Starting at the line with "the horse mane", copy each line through the last one below exactly as written, without any pictures.

▶ _Records for the exercise_

* start *

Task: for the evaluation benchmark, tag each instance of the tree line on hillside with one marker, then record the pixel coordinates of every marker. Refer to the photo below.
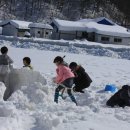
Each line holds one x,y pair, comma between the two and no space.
39,10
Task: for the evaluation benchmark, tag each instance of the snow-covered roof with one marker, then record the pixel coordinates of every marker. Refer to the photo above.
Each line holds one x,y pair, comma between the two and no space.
92,25
40,25
64,25
97,20
17,23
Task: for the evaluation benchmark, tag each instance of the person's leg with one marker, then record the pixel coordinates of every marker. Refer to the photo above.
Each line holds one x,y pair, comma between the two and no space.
71,96
77,89
57,90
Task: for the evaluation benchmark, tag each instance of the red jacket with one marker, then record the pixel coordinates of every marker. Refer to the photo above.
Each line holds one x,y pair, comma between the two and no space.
63,73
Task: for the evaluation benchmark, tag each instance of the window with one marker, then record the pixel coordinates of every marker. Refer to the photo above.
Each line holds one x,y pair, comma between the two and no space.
117,40
47,33
38,32
105,38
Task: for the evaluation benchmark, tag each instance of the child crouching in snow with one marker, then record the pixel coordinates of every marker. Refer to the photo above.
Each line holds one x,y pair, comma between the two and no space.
64,79
27,63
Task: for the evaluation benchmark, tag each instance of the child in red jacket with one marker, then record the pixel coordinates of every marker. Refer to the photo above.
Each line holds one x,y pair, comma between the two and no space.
64,79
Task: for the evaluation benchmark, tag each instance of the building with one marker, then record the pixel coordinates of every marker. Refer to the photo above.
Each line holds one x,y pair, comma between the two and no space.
100,30
40,30
14,28
67,30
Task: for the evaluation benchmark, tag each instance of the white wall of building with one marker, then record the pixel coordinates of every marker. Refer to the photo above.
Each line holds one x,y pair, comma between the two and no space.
125,40
40,32
9,30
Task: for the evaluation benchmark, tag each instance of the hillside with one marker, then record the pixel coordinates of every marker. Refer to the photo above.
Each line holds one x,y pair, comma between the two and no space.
45,10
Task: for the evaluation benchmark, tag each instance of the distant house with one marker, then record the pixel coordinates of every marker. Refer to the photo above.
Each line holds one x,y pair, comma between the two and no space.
100,30
14,28
68,30
40,30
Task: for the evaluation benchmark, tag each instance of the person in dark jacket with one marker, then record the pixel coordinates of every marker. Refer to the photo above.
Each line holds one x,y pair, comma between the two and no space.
82,79
121,98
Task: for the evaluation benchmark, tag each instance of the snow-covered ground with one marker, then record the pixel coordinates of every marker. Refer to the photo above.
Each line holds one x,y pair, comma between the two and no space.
32,107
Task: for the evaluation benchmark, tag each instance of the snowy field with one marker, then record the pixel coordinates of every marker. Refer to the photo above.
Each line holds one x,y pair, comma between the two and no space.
32,107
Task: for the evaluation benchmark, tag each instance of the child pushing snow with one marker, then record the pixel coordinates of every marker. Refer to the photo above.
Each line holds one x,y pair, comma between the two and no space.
64,79
5,65
82,79
27,63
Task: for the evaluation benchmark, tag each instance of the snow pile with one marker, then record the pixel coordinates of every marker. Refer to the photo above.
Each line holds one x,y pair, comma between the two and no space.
40,25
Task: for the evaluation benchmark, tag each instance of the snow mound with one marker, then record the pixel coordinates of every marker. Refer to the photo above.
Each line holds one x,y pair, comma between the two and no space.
24,77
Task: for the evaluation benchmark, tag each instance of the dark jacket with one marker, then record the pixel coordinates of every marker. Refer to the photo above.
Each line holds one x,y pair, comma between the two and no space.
81,79
121,98
5,60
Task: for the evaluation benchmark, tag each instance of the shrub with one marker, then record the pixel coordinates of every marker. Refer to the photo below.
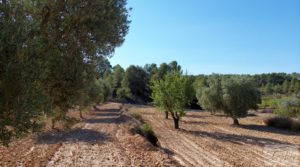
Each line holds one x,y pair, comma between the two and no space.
289,108
269,102
137,116
149,134
283,123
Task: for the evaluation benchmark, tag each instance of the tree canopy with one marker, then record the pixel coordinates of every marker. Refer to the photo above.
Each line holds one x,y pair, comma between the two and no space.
50,50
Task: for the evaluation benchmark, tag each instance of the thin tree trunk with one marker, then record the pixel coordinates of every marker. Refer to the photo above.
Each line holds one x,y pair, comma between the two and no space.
80,114
166,114
176,123
52,123
235,121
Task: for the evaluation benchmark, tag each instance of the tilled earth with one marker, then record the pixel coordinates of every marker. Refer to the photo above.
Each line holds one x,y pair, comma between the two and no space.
105,139
211,140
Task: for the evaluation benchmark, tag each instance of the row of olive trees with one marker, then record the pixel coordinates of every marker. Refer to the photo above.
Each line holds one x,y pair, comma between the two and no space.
134,83
232,95
51,58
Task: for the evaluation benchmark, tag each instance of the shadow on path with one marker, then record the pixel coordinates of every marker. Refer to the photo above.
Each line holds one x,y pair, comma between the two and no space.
75,135
263,128
237,139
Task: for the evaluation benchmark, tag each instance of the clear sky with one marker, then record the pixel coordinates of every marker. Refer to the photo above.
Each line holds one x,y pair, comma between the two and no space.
221,36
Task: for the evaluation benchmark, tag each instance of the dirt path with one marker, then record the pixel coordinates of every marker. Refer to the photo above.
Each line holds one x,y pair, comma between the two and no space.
105,139
206,140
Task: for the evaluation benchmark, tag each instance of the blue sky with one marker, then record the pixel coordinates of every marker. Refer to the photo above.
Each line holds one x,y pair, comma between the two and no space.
221,36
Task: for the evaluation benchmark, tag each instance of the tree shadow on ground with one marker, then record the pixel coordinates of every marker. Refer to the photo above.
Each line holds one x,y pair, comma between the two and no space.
167,151
263,128
236,139
106,110
75,135
194,122
117,120
106,114
190,115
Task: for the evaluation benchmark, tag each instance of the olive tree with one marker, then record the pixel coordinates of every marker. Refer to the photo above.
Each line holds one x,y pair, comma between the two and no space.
170,95
234,96
47,47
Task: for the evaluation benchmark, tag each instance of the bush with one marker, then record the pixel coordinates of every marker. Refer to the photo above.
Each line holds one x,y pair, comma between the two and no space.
269,102
149,134
289,108
283,123
138,117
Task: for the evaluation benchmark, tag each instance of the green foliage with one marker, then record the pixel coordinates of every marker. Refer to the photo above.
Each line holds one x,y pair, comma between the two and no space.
239,95
137,116
170,95
269,102
232,95
283,123
149,134
210,97
137,81
289,107
50,52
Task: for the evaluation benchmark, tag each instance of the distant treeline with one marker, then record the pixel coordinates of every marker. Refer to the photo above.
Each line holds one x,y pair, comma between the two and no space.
134,83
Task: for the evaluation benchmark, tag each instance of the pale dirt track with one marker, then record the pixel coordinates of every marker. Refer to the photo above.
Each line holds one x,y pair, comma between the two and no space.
207,140
105,139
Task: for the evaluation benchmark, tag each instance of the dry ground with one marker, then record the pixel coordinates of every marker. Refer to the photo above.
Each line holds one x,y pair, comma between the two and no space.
207,140
104,139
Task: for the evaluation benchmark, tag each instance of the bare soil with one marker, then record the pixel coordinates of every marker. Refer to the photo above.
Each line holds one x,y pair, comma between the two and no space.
212,140
105,138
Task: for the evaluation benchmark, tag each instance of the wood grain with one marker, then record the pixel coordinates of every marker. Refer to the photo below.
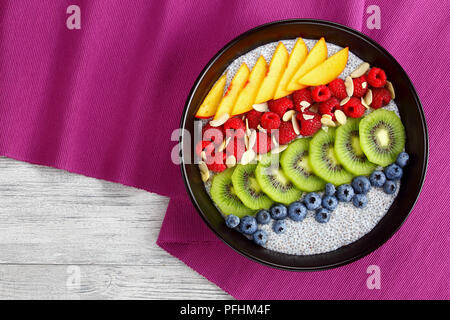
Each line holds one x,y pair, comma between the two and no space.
53,222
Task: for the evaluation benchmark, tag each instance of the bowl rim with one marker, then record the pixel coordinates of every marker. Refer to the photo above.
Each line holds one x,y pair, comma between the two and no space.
369,249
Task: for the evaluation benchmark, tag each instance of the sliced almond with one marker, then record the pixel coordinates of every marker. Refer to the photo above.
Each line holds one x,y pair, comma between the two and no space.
205,175
247,129
327,122
252,140
295,125
344,101
248,156
230,161
360,70
261,107
261,129
368,97
202,166
390,88
341,118
364,103
275,141
220,121
288,115
279,149
349,86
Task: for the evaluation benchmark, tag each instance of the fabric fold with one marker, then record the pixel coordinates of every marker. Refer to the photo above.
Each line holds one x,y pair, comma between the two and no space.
104,100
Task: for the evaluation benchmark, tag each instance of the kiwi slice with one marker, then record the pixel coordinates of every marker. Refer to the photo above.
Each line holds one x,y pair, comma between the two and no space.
295,163
224,196
348,149
274,182
382,136
323,160
247,188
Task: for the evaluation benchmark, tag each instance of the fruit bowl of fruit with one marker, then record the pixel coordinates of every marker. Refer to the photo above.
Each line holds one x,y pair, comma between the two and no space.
304,145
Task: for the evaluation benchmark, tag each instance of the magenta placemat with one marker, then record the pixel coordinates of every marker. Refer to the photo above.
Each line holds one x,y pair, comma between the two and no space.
104,100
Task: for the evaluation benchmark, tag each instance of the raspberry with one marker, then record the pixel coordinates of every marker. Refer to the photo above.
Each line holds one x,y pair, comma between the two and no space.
309,126
253,117
286,133
301,95
380,97
329,107
216,162
270,121
354,108
234,127
337,88
263,143
213,134
320,93
206,146
235,147
358,90
280,106
376,77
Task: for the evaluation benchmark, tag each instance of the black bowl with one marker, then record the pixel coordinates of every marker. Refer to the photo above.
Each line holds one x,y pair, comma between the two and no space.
406,100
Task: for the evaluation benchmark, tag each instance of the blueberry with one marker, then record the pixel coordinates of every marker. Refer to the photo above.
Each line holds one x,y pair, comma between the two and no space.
330,189
402,159
312,201
377,178
322,215
248,225
278,211
279,226
359,200
390,187
232,221
345,193
329,202
260,237
393,172
361,184
263,217
297,211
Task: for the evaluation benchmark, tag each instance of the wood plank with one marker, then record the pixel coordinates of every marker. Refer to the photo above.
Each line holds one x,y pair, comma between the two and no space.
52,216
53,222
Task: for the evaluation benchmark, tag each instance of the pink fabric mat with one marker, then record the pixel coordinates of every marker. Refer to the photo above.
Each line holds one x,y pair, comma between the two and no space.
103,101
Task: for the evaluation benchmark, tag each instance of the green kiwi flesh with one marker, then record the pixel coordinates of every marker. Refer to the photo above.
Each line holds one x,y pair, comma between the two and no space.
348,149
224,196
295,163
274,182
382,136
323,160
247,188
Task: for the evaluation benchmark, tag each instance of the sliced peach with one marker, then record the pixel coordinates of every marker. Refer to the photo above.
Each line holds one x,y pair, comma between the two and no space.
247,96
235,87
274,73
209,105
316,56
327,71
297,57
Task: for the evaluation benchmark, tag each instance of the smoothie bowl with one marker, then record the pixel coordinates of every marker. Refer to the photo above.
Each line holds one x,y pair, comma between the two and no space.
308,145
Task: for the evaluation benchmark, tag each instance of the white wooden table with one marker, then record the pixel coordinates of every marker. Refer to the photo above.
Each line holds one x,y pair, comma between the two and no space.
66,236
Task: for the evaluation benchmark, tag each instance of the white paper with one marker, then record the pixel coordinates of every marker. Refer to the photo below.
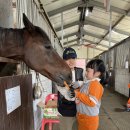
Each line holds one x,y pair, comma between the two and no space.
13,98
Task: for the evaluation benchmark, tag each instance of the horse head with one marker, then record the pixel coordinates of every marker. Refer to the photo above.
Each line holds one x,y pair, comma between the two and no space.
40,56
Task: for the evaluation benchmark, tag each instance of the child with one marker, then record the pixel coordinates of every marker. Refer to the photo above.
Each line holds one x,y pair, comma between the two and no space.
89,96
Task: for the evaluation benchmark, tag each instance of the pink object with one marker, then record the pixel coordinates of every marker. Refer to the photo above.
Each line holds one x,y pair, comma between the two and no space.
49,121
51,97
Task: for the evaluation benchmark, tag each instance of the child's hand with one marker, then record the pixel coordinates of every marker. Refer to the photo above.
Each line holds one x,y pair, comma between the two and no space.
76,91
71,92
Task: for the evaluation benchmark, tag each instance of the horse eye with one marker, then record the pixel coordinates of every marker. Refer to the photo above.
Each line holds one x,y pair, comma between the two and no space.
48,47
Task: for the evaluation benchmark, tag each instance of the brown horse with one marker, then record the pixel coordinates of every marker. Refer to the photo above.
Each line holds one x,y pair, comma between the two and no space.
32,45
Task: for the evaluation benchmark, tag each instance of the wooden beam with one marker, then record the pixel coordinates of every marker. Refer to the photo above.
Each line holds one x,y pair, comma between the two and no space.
3,59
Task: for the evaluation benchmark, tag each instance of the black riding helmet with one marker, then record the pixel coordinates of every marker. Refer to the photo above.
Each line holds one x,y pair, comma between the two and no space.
97,65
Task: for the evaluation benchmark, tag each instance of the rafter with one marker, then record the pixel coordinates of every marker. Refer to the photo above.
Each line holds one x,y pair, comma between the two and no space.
89,34
91,3
91,42
88,47
92,23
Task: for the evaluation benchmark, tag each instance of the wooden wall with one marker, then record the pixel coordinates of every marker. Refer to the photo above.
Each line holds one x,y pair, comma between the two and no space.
22,117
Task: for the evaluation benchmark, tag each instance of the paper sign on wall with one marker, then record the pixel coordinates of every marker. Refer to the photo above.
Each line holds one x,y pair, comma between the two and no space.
13,98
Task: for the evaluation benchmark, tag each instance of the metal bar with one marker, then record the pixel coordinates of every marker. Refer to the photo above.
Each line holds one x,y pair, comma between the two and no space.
91,3
62,38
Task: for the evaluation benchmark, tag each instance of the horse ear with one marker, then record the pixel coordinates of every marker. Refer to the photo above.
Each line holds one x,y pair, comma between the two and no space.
27,23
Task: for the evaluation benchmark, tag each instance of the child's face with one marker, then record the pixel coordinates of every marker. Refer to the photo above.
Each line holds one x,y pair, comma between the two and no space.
71,63
90,74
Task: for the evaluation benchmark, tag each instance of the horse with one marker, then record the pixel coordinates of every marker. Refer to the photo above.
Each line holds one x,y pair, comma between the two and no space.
32,46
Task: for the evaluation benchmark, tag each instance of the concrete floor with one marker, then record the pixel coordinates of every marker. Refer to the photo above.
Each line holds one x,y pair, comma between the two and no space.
111,117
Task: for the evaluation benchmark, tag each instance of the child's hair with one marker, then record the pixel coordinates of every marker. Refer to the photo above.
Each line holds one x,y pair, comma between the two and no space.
97,65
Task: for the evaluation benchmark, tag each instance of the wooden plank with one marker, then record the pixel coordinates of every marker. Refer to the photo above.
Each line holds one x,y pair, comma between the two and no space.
3,59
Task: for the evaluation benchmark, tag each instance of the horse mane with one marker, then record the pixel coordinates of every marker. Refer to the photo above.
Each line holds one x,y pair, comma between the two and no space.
12,35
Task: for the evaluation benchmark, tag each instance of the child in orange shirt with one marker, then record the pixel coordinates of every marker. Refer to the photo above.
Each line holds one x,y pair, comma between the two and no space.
89,96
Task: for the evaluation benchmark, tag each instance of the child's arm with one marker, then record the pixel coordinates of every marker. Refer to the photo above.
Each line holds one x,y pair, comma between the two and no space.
95,93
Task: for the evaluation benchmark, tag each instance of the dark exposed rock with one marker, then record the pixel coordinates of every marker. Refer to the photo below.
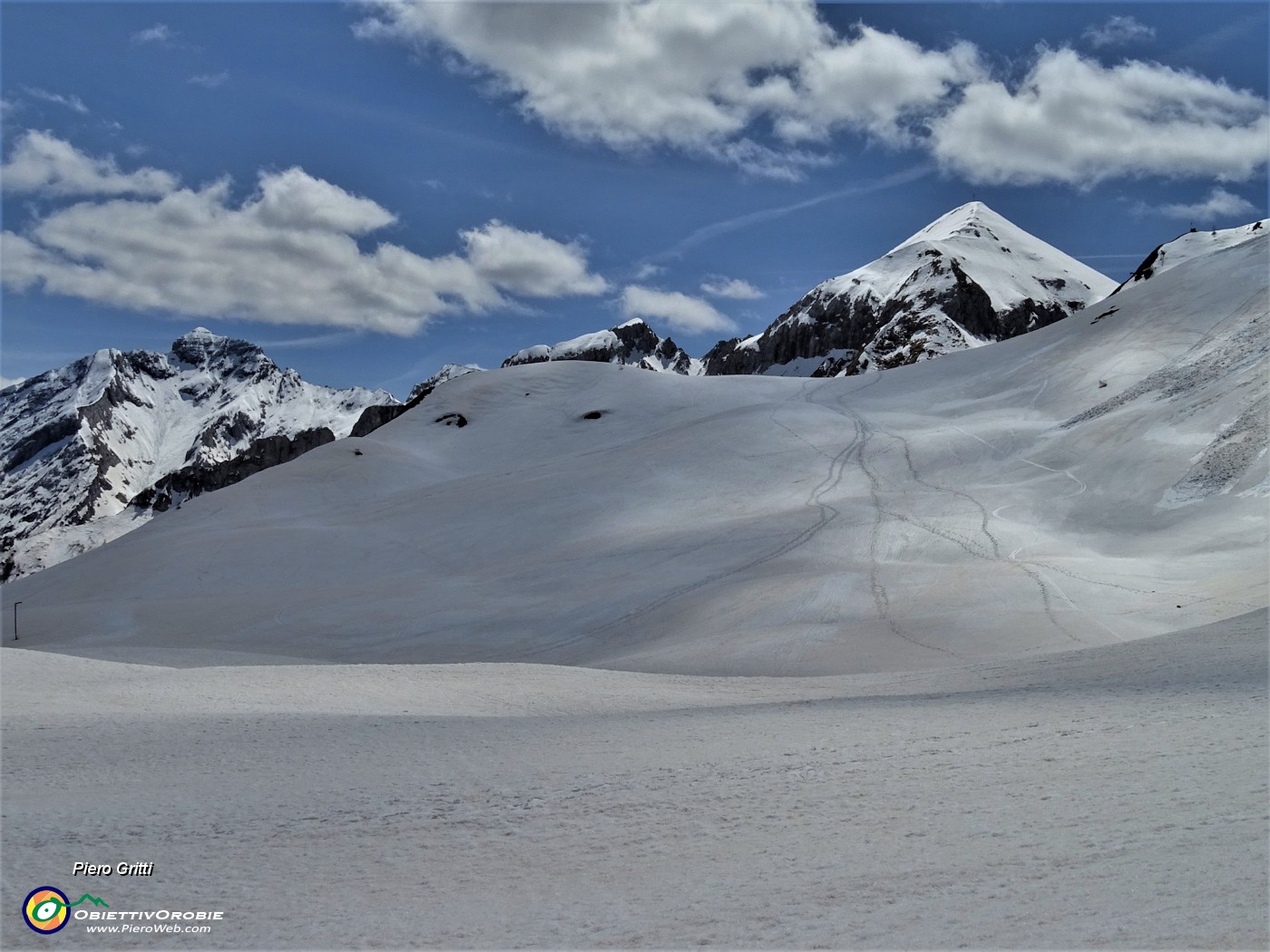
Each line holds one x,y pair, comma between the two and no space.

* end *

▶ _Solution to this exercise_
Task: for the evaluation benchmark, tag each instance of the horse mane with one marker, then record the pixel coordinates of every marker. Refer to the photo above.
Each line holds one x,y pair, comma between the two and no space.
12,35
Task: for the evaluation benchmark, tag each instance of the child in orange shirt with one marker, then record the pixel coordinates of every marker. Refer to the photo above.
Each line holds one x,y pair, comma between the two and no space.
89,96
Task: for the evaluation benchmark, tag each instance of the child's arm with one marker, then record the pixel coordinates of every marker. Refer to the photo above.
Each line holds one x,y pair, comma between the two and no space.
95,93
Task: for the evaluation benchmark, tag each instance of the dark exposed rock with one marker, then record the pixel coordinates of every marker. Refer to the photo below.
Each line holds one x,y pair, comma between the two and no space.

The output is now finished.